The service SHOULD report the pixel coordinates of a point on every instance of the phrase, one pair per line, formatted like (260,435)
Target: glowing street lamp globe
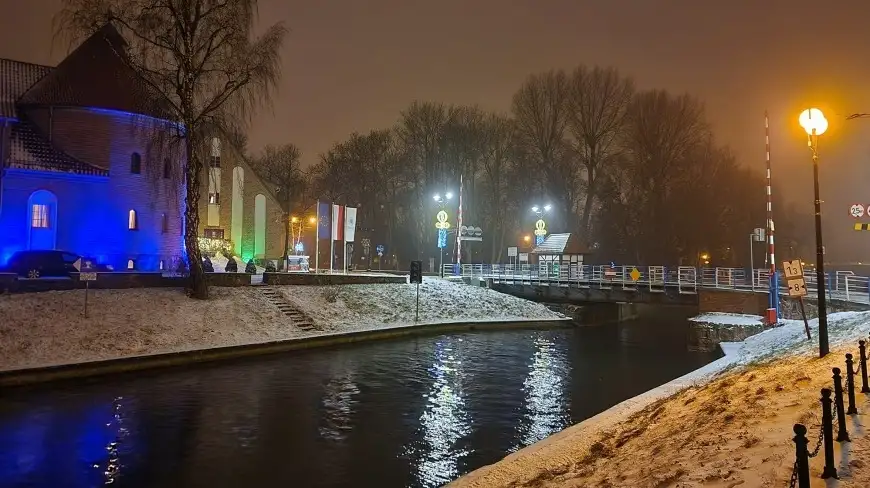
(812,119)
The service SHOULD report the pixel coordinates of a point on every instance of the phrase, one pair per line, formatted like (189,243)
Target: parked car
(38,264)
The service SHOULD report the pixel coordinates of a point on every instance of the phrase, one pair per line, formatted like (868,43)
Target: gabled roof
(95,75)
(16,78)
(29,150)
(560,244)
--
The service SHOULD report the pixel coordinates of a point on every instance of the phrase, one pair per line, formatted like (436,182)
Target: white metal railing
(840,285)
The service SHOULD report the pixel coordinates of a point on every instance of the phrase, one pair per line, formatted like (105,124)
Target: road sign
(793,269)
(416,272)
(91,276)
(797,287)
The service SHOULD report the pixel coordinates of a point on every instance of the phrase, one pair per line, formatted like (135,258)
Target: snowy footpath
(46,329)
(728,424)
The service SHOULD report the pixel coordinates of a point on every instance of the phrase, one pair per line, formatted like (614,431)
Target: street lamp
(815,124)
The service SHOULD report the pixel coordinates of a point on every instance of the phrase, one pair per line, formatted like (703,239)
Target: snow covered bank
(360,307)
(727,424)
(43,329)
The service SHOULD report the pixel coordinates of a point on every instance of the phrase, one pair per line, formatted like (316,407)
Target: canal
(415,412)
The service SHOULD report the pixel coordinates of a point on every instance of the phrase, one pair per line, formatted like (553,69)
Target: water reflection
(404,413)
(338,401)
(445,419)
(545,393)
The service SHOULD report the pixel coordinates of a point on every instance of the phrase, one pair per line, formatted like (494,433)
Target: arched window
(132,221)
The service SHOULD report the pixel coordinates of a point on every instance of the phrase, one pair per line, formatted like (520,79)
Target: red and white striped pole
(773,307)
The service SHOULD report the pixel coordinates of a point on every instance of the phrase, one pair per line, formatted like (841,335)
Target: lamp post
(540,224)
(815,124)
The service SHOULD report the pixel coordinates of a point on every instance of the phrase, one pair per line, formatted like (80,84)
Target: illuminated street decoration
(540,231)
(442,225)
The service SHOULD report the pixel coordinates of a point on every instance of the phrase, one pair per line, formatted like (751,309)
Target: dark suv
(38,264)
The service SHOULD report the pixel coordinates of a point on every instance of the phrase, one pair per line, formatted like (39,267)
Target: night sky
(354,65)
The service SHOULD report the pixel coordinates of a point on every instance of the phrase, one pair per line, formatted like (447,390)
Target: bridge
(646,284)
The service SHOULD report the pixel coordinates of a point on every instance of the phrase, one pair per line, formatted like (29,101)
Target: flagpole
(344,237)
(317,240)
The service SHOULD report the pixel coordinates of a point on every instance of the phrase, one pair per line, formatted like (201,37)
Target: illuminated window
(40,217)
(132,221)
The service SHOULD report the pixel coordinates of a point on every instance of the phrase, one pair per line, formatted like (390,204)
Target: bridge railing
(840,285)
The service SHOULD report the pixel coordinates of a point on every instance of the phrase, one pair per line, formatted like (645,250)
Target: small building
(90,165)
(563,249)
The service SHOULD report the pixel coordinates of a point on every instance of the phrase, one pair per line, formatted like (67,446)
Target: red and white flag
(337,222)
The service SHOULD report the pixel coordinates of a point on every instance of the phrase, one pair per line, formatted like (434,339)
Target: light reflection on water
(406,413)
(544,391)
* * *
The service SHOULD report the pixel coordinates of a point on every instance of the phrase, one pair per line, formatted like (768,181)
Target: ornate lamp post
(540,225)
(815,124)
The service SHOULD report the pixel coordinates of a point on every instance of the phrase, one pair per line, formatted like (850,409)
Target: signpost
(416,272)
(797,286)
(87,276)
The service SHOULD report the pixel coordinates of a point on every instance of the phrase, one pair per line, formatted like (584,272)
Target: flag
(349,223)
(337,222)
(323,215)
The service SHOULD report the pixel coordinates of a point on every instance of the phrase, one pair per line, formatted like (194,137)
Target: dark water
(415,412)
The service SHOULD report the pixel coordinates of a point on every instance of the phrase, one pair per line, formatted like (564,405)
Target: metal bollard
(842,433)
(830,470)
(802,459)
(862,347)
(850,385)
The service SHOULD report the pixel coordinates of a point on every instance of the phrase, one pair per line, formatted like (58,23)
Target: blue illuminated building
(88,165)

Task prompt: Please give back, exactly as it stands above, the stretch from the line with "formatted like (105,124)" through the line with "formatted like (614,431)", and no line outside it.

Response area:
The service SHOULD report the pixel coordinates of a point on every instance of the phrase, one pair per line, formatted like (105,124)
Target: road sign
(793,269)
(416,272)
(91,276)
(797,287)
The service SHOULD report the pixel coordinates of a point on every instance of the phrase, one pair per line, formatted like (135,258)
Target: snowy footpath
(46,329)
(728,424)
The service SHOULD report the pixel coordinates of a point on every instance of the phrase, one pair per line, formatted like (614,431)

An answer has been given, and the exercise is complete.